[Directives]
- a) Print the part of the airbrushed helmet thread that starts at "# Custom airbrushed" and ends at "what I got.".
- b) Translate this sentence from the airbrushed helmet thread into Spanish: "He does not have a heater in his garage to do it in the cold."
- c) In the airbrushed helmet thread, turn the paragraph beginning "I'll bring it to the pool session tomorrow" into a short bulleted list that keeps its main facts.

[Document segment]
# Custom airbrushed helmet



## Airborne2504 (Jul 11, 2008)

My friend here in C-Springs does his own airbrushing, and is pretty much self taught. I had him airbrush my helmet with a design that I came up with, kinda representing my service in the Army. Alpha Company Black Hearts, 2/504 Parachute Infantry Regiment ("Strike Hold"= Unit Crest), 82d Airborne Division.

Just thought I'd share some pics of it with all of ya here on the buzz. A little something for the "off-season." Enjoy! These pics don't do his work justice, I had to use artificial light and a flash to capture the details. The sun was setting...so...here's what I got.

If you all like the work, and would like to get yours done too, let me know, I'll get his info for ya!


----------



## Airborne2504 (Jul 11, 2008)

Oh, and the big circular glare is the reflection of the lamp...I'll try to get better pics tomorrow when the sun is out.


----------



## Theophilus (Mar 11, 2008)

I really like the ghost flames. H-Minus! :mrgreen:

He lays down good paint. I was wondering when we would finally see it.


----------



## Airborne2504 (Jul 11, 2008)

Theophilus said:


> I really like the ghost flames. H-Minus! :mrgreen:
> 
> He lays down good paint. I was wondering when we would finally see it.


I'll bring it to the pool session tomorrow so that you guys can see it up close! The flames really "pop" when the sun hits it! He used 4 coats of clear-coat, and he used the best he could get, pretty much the same clearcoat they use on cars and vehicles.


----------



## 1whitewattafoo (Nov 25, 2007)

whats that cost to get a 40.00 pro tec painted like that??


----------



## Airborne2504 (Jul 11, 2008)

1whitewattafoo said:


> whats that cost to get a 40.00 pro tec painted like that??


He only charged me $60. That didn't even cover the cost of his materials that he had to order. Took him about 2 weeks to finish it, mostly b/c he's doing it out of his garage and needed good weather for parts of it. He does not have a heater in his garage to do it in the cold.


----------



## CO_Patrick (Feb 22, 2008)

*Looks sweet. Make sure not to bang it up in the pool so I can see it sometime while it still looks nice.*


----------



## hapypadler (Sep 7, 2007)

*i like this one*

not on me of course.


----------



## Airborne2504 (Jul 11, 2008)

Hapypadler, that is hilarious! Where'd you find that one at?

Patrick, for sure man! I'm not gonna wear it in the pool. I'm going on a Westwater trip this comming weekend, it has a lot of water, so I don't think rocks will be much of an issue there...unless I somehow manage to scrape along the canyon walls! HAHA!


----------



## hapypadler (Sep 7, 2007)

*think it was rudefun.com,.*

which is what about everyone would call "adult". lots of funny pics


----------

[Provided data]
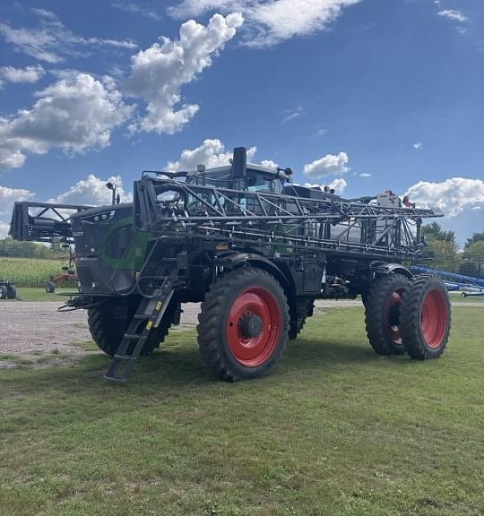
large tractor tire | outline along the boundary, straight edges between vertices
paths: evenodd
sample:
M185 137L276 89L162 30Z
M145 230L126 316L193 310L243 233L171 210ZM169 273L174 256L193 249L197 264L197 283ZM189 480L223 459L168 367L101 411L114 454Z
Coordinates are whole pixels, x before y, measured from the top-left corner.
M315 308L315 300L311 298L309 300L305 300L297 304L296 314L293 321L290 322L289 338L290 340L297 339L299 333L303 331L304 325L307 317L313 315L313 311Z
M400 330L400 310L410 280L402 274L387 274L373 282L365 299L367 335L378 355L405 352Z
M405 350L419 360L438 358L451 328L451 305L445 285L431 276L415 278L402 303L402 337Z
M163 342L177 307L175 303L169 304L158 328L153 328L150 332L141 355L151 355ZM116 353L135 312L136 304L127 302L108 301L88 309L89 330L99 349L111 357ZM145 321L140 322L140 324L144 323Z
M260 269L238 269L217 280L198 322L202 358L226 382L268 374L286 348L286 296L277 280Z

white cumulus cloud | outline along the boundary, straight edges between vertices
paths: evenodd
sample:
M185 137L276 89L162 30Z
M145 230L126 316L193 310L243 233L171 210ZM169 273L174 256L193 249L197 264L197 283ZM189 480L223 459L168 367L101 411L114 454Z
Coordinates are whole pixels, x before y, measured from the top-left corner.
M25 153L43 154L53 147L73 152L106 147L113 129L132 112L108 77L79 73L37 97L31 108L0 118L0 168L22 167Z
M405 195L422 208L440 208L447 217L484 206L484 181L452 177L441 183L419 181Z
M83 38L74 34L46 9L33 9L38 26L14 28L6 22L0 23L0 34L15 50L47 63L65 61L67 56L85 57L96 50L108 48L133 49L137 44L130 39Z
M334 193L338 195L342 195L343 192L345 191L346 187L348 186L348 183L339 177L338 179L334 179L329 185L319 185L317 183L305 183L304 185L307 188L324 188L324 186L328 186L330 189L334 190Z
M461 23L469 22L469 18L465 14L455 9L444 9L439 11L437 15L442 16L443 18L447 18L448 20L453 20L454 22L459 22Z
M211 66L242 23L238 13L214 14L206 26L189 20L181 25L178 39L161 38L133 56L125 92L142 98L147 106L131 129L172 134L186 125L199 106L183 103L181 88Z
M341 176L350 171L348 162L349 158L346 152L326 154L319 159L307 163L303 168L303 172L313 179L332 175Z
M57 195L55 199L50 199L49 202L58 202L63 204L88 204L91 206L102 206L111 203L111 190L106 186L106 183L114 183L121 197L122 202L132 201L131 194L126 194L123 189L123 180L119 176L111 176L107 179L100 179L93 174L90 174L86 179L78 181L71 186L67 192Z
M29 201L35 194L24 188L0 186L0 215L10 215L15 201Z
M169 7L177 18L200 16L214 10L240 11L247 20L245 43L251 47L275 45L295 36L323 30L344 7L360 0L183 0Z
M255 149L255 147L253 147L253 149ZM272 159L263 159L261 165L263 167L267 167L267 168L277 168L279 167L279 164Z
M37 82L42 79L45 73L40 65L26 66L25 68L2 66L0 67L0 85L3 82Z
M247 161L254 159L256 147L247 149ZM229 165L232 151L225 150L224 144L217 138L204 140L200 147L185 149L177 161L169 161L165 167L168 172L180 170L196 170L197 165L204 165L207 168Z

[Responses in order]
- a)
# Custom airbrushed helmet



## Airborne2504 (Jul 11, 2008)

My friend here in C-Springs does his own airbrushing, and is pretty much self taught. I had him airbrush my helmet with a design that I came up with, kinda representing my service in the Army. Alpha Company Black Hearts, 2/504 Parachute Infantry Regiment ("Strike Hold"= Unit Crest), 82d Airborne Division.

Just thought I'd share some pics of it with all of ya here on the buzz. A little something for the "off-season." Enjoy! These pics don't do his work justice, I had to use artificial light and a flash to capture the details. The sun was setting...so...here's what I got.

- b) No tiene calefacción en su garaje para hacerlo con frío.

- c)
- The helmet will be brought to the pool session tomorrow so others can see it up close.
- The flames really "pop" in sunlight.
- It has 4 coats of the best clear-coat he could get, much like the clearcoat used on cars and vehicles.